## Supplied records
——

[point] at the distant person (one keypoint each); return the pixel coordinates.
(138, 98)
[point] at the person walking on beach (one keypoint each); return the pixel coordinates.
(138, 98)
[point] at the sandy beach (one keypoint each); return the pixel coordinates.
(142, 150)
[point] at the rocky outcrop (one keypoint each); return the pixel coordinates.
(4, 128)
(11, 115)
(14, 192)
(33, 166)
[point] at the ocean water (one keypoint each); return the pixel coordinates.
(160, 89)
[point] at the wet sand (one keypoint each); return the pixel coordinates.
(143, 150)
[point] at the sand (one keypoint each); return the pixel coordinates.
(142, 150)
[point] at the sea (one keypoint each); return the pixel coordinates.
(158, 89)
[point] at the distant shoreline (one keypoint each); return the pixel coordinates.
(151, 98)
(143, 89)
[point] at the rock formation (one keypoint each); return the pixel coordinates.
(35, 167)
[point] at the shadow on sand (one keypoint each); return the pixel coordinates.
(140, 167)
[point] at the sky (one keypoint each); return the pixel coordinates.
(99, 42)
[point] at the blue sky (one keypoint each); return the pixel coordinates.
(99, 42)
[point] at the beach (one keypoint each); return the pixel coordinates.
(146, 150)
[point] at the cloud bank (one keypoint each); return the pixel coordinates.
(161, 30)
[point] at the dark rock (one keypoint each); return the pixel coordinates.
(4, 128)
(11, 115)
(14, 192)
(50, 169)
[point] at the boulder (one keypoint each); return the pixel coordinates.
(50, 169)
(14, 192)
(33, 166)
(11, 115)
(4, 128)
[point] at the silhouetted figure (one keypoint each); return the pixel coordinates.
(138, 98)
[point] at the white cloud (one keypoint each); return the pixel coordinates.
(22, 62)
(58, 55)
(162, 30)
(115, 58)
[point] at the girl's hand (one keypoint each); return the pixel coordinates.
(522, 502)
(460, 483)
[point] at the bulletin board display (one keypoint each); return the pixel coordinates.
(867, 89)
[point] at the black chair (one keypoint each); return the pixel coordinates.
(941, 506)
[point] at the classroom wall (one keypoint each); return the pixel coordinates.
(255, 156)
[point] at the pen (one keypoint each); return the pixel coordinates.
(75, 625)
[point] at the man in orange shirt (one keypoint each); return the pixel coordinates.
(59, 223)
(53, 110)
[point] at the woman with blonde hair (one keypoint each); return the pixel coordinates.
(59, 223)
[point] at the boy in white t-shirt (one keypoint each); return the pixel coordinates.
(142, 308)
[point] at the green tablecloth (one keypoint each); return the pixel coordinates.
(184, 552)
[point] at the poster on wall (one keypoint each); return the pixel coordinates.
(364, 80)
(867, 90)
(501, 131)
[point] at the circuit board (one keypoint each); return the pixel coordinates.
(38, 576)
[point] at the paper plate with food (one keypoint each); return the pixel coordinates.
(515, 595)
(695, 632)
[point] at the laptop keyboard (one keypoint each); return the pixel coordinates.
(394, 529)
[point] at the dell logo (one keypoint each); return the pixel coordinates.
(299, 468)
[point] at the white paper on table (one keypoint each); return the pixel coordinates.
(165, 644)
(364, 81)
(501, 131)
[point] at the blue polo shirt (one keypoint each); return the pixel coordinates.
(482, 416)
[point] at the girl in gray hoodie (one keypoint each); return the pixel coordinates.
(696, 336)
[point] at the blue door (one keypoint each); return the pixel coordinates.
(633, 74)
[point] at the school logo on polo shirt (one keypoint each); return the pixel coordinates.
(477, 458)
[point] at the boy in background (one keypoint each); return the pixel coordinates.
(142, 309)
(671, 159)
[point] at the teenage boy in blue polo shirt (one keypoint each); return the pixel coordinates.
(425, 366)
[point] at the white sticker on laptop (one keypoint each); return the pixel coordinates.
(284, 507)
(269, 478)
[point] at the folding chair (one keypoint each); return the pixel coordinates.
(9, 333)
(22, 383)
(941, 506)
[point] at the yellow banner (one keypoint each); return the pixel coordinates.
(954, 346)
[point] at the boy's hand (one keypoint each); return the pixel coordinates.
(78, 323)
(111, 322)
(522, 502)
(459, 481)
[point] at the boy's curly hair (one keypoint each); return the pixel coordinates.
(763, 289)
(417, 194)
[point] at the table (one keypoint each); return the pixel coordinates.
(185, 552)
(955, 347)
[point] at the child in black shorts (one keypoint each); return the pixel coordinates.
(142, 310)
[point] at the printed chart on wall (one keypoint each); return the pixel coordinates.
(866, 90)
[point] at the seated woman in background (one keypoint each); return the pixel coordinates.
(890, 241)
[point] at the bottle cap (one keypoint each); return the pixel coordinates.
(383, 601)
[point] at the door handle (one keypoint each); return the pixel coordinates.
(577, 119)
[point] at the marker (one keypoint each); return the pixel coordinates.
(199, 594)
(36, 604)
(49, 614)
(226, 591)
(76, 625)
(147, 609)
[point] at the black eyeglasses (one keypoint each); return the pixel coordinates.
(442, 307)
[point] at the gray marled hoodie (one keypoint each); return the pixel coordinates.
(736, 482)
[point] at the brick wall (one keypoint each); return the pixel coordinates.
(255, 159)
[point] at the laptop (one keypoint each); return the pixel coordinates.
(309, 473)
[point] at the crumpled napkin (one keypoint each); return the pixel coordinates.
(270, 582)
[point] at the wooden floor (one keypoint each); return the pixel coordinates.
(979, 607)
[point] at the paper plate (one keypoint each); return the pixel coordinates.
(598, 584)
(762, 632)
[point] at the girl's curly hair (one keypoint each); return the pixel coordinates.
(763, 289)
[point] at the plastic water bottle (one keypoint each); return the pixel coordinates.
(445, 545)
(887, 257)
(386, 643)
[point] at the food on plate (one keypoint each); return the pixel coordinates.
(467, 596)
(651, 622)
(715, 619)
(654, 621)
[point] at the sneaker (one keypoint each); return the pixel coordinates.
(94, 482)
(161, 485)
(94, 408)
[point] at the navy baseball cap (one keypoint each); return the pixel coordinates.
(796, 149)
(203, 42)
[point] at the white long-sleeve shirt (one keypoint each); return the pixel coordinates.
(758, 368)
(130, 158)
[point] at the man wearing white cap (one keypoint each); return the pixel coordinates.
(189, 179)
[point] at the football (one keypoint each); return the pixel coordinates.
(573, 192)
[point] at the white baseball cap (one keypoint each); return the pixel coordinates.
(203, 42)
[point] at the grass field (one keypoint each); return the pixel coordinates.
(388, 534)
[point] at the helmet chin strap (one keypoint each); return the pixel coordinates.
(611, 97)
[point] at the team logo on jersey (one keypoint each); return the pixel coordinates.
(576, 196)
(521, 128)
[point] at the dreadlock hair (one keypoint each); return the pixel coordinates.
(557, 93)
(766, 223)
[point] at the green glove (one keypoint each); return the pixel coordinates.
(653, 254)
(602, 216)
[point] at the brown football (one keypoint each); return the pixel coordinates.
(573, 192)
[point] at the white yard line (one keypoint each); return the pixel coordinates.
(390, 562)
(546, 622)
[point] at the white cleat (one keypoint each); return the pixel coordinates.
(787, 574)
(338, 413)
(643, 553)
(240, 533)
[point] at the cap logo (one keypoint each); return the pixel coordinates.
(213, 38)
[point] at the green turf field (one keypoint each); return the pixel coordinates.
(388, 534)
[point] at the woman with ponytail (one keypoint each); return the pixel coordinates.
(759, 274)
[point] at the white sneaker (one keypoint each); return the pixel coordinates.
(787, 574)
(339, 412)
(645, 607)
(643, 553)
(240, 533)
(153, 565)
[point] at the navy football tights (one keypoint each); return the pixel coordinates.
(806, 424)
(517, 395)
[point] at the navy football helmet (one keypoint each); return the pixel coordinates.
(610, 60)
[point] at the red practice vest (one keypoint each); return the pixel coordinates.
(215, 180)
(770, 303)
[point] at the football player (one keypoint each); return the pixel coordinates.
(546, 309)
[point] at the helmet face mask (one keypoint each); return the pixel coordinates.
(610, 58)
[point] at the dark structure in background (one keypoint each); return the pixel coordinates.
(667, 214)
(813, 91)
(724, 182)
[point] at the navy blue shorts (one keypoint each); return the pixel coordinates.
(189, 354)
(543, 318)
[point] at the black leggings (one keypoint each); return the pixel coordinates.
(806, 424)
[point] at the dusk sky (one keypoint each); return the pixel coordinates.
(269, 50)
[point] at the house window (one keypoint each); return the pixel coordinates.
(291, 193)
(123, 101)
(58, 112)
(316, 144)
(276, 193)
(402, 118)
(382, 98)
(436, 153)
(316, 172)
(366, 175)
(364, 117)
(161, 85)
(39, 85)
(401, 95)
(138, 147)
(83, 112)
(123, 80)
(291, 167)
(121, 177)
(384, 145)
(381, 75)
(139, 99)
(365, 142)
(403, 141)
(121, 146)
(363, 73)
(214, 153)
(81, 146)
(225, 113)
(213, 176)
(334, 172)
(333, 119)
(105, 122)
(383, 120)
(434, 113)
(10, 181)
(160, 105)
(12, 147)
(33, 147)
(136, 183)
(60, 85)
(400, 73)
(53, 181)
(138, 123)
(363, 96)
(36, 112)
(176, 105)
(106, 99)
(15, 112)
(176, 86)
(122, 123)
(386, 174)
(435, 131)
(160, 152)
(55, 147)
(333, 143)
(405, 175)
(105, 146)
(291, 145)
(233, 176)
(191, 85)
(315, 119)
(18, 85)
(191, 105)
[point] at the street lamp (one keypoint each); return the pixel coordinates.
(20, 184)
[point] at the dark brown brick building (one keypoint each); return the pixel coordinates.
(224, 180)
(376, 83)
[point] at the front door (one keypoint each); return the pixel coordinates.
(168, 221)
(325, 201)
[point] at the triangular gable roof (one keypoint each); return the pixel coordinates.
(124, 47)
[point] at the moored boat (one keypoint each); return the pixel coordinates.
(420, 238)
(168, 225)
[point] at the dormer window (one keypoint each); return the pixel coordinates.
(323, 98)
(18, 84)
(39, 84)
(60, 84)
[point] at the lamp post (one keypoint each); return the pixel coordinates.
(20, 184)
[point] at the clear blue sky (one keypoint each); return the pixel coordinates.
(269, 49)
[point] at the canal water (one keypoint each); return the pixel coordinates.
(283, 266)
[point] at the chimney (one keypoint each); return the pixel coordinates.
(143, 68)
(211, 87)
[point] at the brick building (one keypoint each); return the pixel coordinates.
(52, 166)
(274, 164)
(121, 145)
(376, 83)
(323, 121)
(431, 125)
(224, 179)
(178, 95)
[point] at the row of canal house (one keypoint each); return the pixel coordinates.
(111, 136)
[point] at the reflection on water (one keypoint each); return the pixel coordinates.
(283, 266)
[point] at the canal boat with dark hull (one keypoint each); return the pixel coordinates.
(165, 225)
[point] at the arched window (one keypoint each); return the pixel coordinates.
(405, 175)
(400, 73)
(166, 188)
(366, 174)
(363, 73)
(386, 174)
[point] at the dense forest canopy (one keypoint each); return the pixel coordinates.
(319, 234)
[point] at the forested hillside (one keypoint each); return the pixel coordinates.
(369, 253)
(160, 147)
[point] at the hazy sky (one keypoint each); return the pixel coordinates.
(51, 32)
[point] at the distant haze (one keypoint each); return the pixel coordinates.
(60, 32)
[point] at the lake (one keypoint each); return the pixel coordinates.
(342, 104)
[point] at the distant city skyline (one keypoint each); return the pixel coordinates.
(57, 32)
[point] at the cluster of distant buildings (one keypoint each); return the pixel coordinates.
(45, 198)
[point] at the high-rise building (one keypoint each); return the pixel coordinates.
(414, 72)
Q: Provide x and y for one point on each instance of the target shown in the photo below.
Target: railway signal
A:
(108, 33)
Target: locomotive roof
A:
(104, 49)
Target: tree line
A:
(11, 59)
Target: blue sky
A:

——

## Task to carry out
Exactly the lines from the one holding "[point] at the cluster" to the final line of the listing, both included, must make up the answer.

## Result below
[point] at the cluster of distant buildings (one keypoint each); return the pixel coordinates.
(45, 198)
[point] at the high-rise building (one keypoint each); return the pixel coordinates.
(414, 72)
Q: Provide x and y for one point on each instance of the target shown in the photo below.
Target: railway signal
A:
(108, 33)
Target: locomotive roof
A:
(104, 49)
Target: tree line
A:
(11, 59)
Target: blue sky
A:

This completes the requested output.